Πέμπτη 11 Αυγούστου 2016

Gregorios, Métropolite du Cameroun: «Dans deux ou trois siècles, le foi orthodoxe en Afrique aura sûrement sa propre identité», «Les tribus locales ont constaté que nous n’étions pas simplement une Église de colons»



Recueilli par Samuel Lieven (à Kolympari, Crète), le 26/06/2016 à 14h59
la-croix.com
Les photos du site web de Métropolis Cameroun

Métropolite du Cameroun et exarque d’Afrique Centrale (Tchad, Guinée équatoriale, République centrafricaine) depuis douze ans, Mgr Gregorios participe à la rédaction du message final du concile orthodoxe réuni en Crète jusqu’au dimanche 26 juin (2016).
La présence d’Africains et d’évêques européens en mission rappelle aux délégations du vieux continent la vocation missionnaire de l’Église orthodoxe.

Mgr Gregorios : L’Église orthodoxe est arrivée au Cameroun avec les premières communautés grecques dans les années 1890. Rattachée au Patriarcat grec-orthodoxe d’Alexandrie, elle compte aujourd’hui environ 100 000 fidèles. Essentiellement composée de Grecs à ses débuts, elle s’est réorientée vers les populations locales après le départ de la diaspora grecque au tournant années 1980.
Parallèlement, nous avons lancé des missions dans des régions très difficiles abandonnées par les catholiques et les protestants, à l’extrême nord du Cameroun et aux abords du lac Tchad. Dans ces lieux retirés où il n’y a rien, nous avons construit des écoles, des hôpitaux, creusé des puits… Les tribus locales ont alors constaté que nous n’étions pas simplement une Église de colons, mais bien une Église missionnaire étrangère née au Cameroun. Sur 30 prêtres orthodoxes, 27 sont aujourd’hui des Camerounais.

La foi orthodoxe est néanmoins présente depuis longtemps en Afrique…

Mgr Gregorios : Sa présence remonte aux origines du christianisme : Égypte, Nubie, Éthiopie, mais aussi dans toute l’Afrique du Nord où nous comptons de nombreux martyrs jusqu’en Mauritanie. C’est l’arrivée de l’islam qui a éradiqué la foi orthodoxe dans toutes ces régions, avant que les missions ne viennent la réimplanter sur le tard. En dehors des grandes Églises autochtones éthiopienne et copte, on évalue aujourd’hui à deux millions le nombre de chrétiens orthodoxes issus des missions.


Comment expliquer son développement aujourd’hui ?

Mgr Gregorios : La première raison, c’est que nous ne demandons pas d’argent comme le font les protestants qui exigent le versement d’un dixième des revenus. Alors que rien n’est gratuit en Afrique, nous offrons tout ce que nous avons. De ce point de vue, la crise économique en Grèce a rendu notre situation plus compliquée car les grands donateurs sont de moins en moins nombreux. Enfin, le mariage autorisé pour les prêtres orthodoxes nous rapproche davantage de la mentalité africaine.

■ ■ ■ ■ ■ ■ ■

Liste des tâches:
[1] Recopiez s'il vous plaît le passage de l'entretien avec le métropolite du Cameroun qui commence par les mots contenant « La foi orthodoxe est » et se termine par « son développement aujourd’hui ? ».
[2] Rédigez la suite de l'entretien avec le métropolite du Cameroun à partir de sa dernière phrase.
Les entrées ne servent à rien ici.

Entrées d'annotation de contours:
■ ■ ■ ■ ■ ■ ■

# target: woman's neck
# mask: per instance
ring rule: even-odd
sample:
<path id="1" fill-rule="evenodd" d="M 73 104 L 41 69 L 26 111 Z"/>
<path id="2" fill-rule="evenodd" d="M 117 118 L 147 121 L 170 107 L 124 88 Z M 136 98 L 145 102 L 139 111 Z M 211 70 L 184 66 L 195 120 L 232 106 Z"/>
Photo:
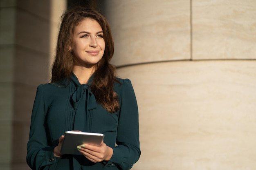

■ ■ ■ ■ ■ ■ ■

Réponses aux tâches:
[1]
La foi orthodoxe est néanmoins présente depuis longtemps en Afrique…

Mgr Gregorios : Sa présence remonte aux origines du christianisme : Égypte, Nubie, Éthiopie, mais aussi dans toute l’Afrique du Nord où nous comptons de nombreux martyrs jusqu’en Mauritanie. C’est l’arrivée de l’islam qui a éradiqué la foi orthodoxe dans toutes ces régions, avant que les missions ne viennent la réimplanter sur le tard. En dehors des grandes Églises autochtones éthiopienne et copte, on évalue aujourd’hui à deux millions le nombre de chrétiens orthodoxes issus des missions.


Comment expliquer son développement aujourd’hui ?

[2]
Toutefois, les Africains passent très facilement d’une Église à l’autre. Le syncrétisme – mélange de christianisme avec les croyances ancestrales – est omniprésent. Mais une nouvelle génération d’Africains qui a grandi dans l’Église orthodoxe forme à présent une communauté beaucoup plus cohérente et resserrée.

Qu’attendez-vous, vu d’Afrique, du concile orthodoxe ?

Mgr Gregorios : Ce concile nous donne un espace pour informer les autres Églises de l’existence de la mission et des problèmes spécifiques que nous rencontrons : pauvreté, guerres, violences… En Grèce, où presque 100 % de la population se déclare grec-orthodoxe, beaucoup de gens ignorent que leur Église est aussi missionnaire. Sans cela, elle serait dépourvue d’orientation évangélique.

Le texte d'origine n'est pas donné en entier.